WHAT THE TASK REQUIRES >>
Beginning with the line that holds "box: [18, 491, 165, 619]" in the data below, give again every line through the one that holds "positive clicks: (145, 555)", exactly as written.

Stored items:
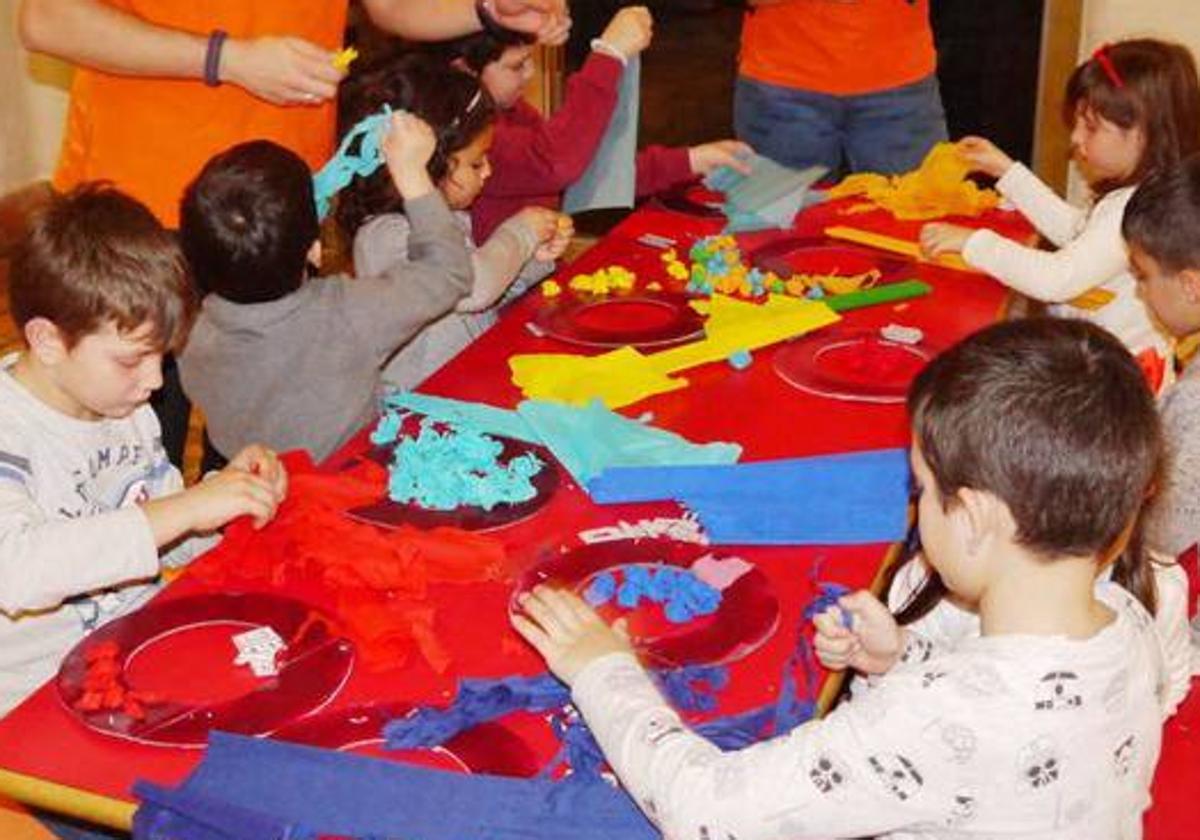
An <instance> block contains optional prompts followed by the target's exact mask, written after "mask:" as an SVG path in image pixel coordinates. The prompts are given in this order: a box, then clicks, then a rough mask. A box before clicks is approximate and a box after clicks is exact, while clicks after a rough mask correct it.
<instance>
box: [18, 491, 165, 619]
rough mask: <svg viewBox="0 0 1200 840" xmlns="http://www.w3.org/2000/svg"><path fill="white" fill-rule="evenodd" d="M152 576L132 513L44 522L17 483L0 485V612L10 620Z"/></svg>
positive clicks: (145, 555)
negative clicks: (36, 610) (95, 590)
mask: <svg viewBox="0 0 1200 840" xmlns="http://www.w3.org/2000/svg"><path fill="white" fill-rule="evenodd" d="M157 574H158V551H157V548H156V547H155V544H154V535H152V534H151V532H150V523H149V522H146V518H145V515H144V514H143V512H142V509H140V508H138V506H136V505H133V506H128V508H122V509H120V510H114V511H110V512H107V514H98V515H95V516H84V517H79V518H74V520H50V518H47V517H46V515H44V514H43V512H42V511H41V509H40V508H38V506H37V504H36V503H35V502H34V499H32V498H31V497H30V496H29V493H28V492H26V490H25V488H24V487H23V486H22V485H20V484H19V482H16V481H10V480H0V611H4V612H5V613H7V614H8V616H10V617H16V616H18V614H20V613H23V612H32V611H35V610H49V608H53V607H56V606H58V605H59V604H61V602H62V601H64V600H66V599H67V598H72V596H74V595H79V594H83V593H88V592H92V590H96V589H104V588H107V587H113V586H116V584H120V583H130V582H133V581H138V580H145V578H149V577H154V576H155V575H157Z"/></svg>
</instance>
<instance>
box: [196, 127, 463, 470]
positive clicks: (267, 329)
mask: <svg viewBox="0 0 1200 840" xmlns="http://www.w3.org/2000/svg"><path fill="white" fill-rule="evenodd" d="M434 146H436V138H434V136H433V132H432V130H431V128H430V126H428V125H427V124H426V122H424V121H422V120H420V119H418V118H415V116H413V115H410V114H400V113H397V114H395V115H394V116H392V120H391V127H390V130H389V132H388V136H386V138H385V139H384V143H383V148H384V158H385V162H386V166H388V172H389V174H390V176H391V179H392V182H394V184H395V186H396V190H397V191H398V192H400V194H401V197H402V198H403V200H404V212H406V215H407V216H408V220H409V222H410V223H412V234H410V239H409V242H408V248H409V262H407V263H403V264H398V265H394V266H391V268H389V270H388V272H386V274H384V275H383V276H379V277H359V278H356V280H355V278H350V277H346V276H334V277H307V278H306V276H305V275H306V269H305V265H306V262H308V260H311V262H319V257H320V245H319V242H318V241H317V210H316V204H314V199H313V187H312V175H311V173H310V172H308V168H307V167H306V166H305V163H304V162H302V161H301V160H300V158H299V157H296V156H295V155H294V154H292V152H289V151H288V150H286V149H283V148H282V146H278V145H276V144H274V143H269V142H266V140H259V142H254V143H244V144H241V145H238V146H234V148H233V149H229V150H228V151H226V152H222V154H221V155H217V156H216V157H214V158H212V160H211V161H209V163H208V164H206V166H205V167H204V169H203V170H202V172H200V174H199V176H198V178H197V179H196V180H194V181H193V182H192V184H191V185H190V186H188V187H187V190H186V192H185V193H184V204H182V212H181V224H180V235H181V239H182V246H184V252H185V253H186V254H187V258H188V260H190V262H191V264H192V269H193V271H194V275H196V280H197V284H198V286H199V288H200V289H202V292H203V293H205V298H204V301H203V306H202V310H200V314H199V317H198V318H197V323H196V326H194V328H193V330H192V335H191V338H190V341H188V343H187V347H186V348H185V350H184V353H182V355H181V356H180V360H179V361H180V373H181V376H182V382H184V389H185V390H186V391H187V394H188V396H190V397H191V398H192V400H193V401H196V403H197V404H199V407H200V408H202V409H203V412H204V415H205V419H206V421H208V432H209V437H210V439H211V442H212V444H214V445H215V448H216V449H217V451H218V452H221V454H222V455H224V454H227V452H230V451H235V450H236V449H238V448H239V446H241V445H244V443H245V442H247V440H251V439H256V440H257V439H262V440H265V442H266V443H268V444H269V445H271V446H275V448H276V449H281V450H283V449H306V450H307V451H308V452H310V454H311V455H312V456H313V457H314V458H317V460H320V458H324V457H326V456H328V455H330V454H331V452H332V451H334V450H336V449H337V448H338V446H340V445H341V444H342V443H344V442H346V440H347V439H348V438H349V437H350V436H353V434H354V433H355V432H356V431H359V430H360V428H361V427H362V426H365V425H366V424H367V422H368V421H370V420H371V419H372V418H373V416H374V415H376V414H377V413H378V406H377V397H378V395H377V390H378V388H379V382H380V367H382V365H383V364H384V361H386V359H388V356H390V355H391V354H392V353H395V352H396V349H397V348H400V347H402V346H403V344H404V343H406V342H408V340H409V338H412V337H413V336H414V335H416V334H418V332H419V331H420V330H421V329H422V328H424V326H425V325H426V324H428V323H431V322H433V320H436V319H437V318H440V317H442V316H444V314H445V313H448V312H450V311H451V310H452V308H454V306H455V304H456V302H457V301H458V300H460V299H461V298H463V295H466V294H467V293H468V292H469V290H470V288H472V281H473V275H472V265H470V257H469V254H468V253H467V248H466V244H464V242H463V239H462V233H461V230H460V229H458V227H457V226H456V224H455V221H454V217H452V216H451V214H450V210H449V209H448V208H446V204H445V202H444V200H443V198H442V196H440V194H439V193H438V191H437V190H436V188H434V186H433V182H432V181H431V180H430V175H428V173H427V170H426V163H427V161H428V160H430V156H431V155H432V154H433V150H434Z"/></svg>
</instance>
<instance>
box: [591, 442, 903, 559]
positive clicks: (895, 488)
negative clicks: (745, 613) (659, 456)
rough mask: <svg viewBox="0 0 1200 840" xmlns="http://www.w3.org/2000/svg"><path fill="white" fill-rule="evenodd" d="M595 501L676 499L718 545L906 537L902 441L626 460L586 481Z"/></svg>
mask: <svg viewBox="0 0 1200 840" xmlns="http://www.w3.org/2000/svg"><path fill="white" fill-rule="evenodd" d="M588 490H589V491H590V493H592V499H593V500H594V502H596V503H599V504H620V503H635V502H655V500H660V499H674V500H677V502H682V503H683V504H685V505H688V506H689V508H691V509H692V510H694V511H695V512H696V516H697V518H698V520H700V522H701V524H702V526H703V527H704V530H706V533H707V534H708V538H709V540H712V541H713V542H714V544H718V545H856V544H863V542H890V541H895V540H899V539H901V538H904V535H905V532H906V528H907V520H908V456H907V452H906V450H904V449H883V450H875V451H868V452H850V454H842V455H824V456H818V457H810V458H788V460H782V461H758V462H752V463H739V464H732V466H718V467H623V468H613V469H607V470H605V472H604V473H602V474H600V475H599V476H596V478H595V479H594V480H593V481H592V482H590V485H589V487H588Z"/></svg>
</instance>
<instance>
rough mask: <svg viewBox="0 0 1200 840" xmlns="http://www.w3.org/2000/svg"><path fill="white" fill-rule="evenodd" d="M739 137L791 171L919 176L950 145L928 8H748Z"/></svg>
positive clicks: (776, 4) (783, 2)
mask: <svg viewBox="0 0 1200 840" xmlns="http://www.w3.org/2000/svg"><path fill="white" fill-rule="evenodd" d="M750 5H751V8H750V11H749V12H748V13H746V16H745V20H744V23H743V28H742V54H740V59H739V66H738V80H737V89H736V91H734V98H733V121H734V126H736V130H737V136H738V137H739V138H740V139H743V140H745V142H746V143H749V144H750V145H752V146H754V148H755V150H757V151H758V152H761V154H763V155H766V156H768V157H770V158H774V160H776V161H779V162H781V163H785V164H787V166H792V167H797V168H800V167H806V166H812V164H823V166H827V167H829V169H830V170H833V172H834V173H840V172H845V170H847V169H848V170H851V172H856V170H868V172H884V173H896V172H906V170H908V169H913V168H916V167H917V166H918V164H919V163H920V160H922V158H923V157H924V155H925V152H926V151H929V149H930V146H932V145H934V144H935V143H937V142H938V140H943V139H946V116H944V113H943V110H942V98H941V94H940V92H938V89H937V78H936V76H935V74H934V71H935V70H936V66H937V55H936V53H935V50H934V36H932V30H931V29H930V24H929V0H750Z"/></svg>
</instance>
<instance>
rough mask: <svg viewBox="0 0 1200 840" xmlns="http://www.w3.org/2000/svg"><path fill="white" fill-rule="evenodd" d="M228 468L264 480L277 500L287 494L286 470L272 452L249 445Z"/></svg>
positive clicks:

RESPONSE AREA >>
box: [18, 491, 165, 619]
rough mask: <svg viewBox="0 0 1200 840" xmlns="http://www.w3.org/2000/svg"><path fill="white" fill-rule="evenodd" d="M152 576L132 513L44 522L17 483L0 485V612L10 620Z"/></svg>
positive clicks: (145, 555)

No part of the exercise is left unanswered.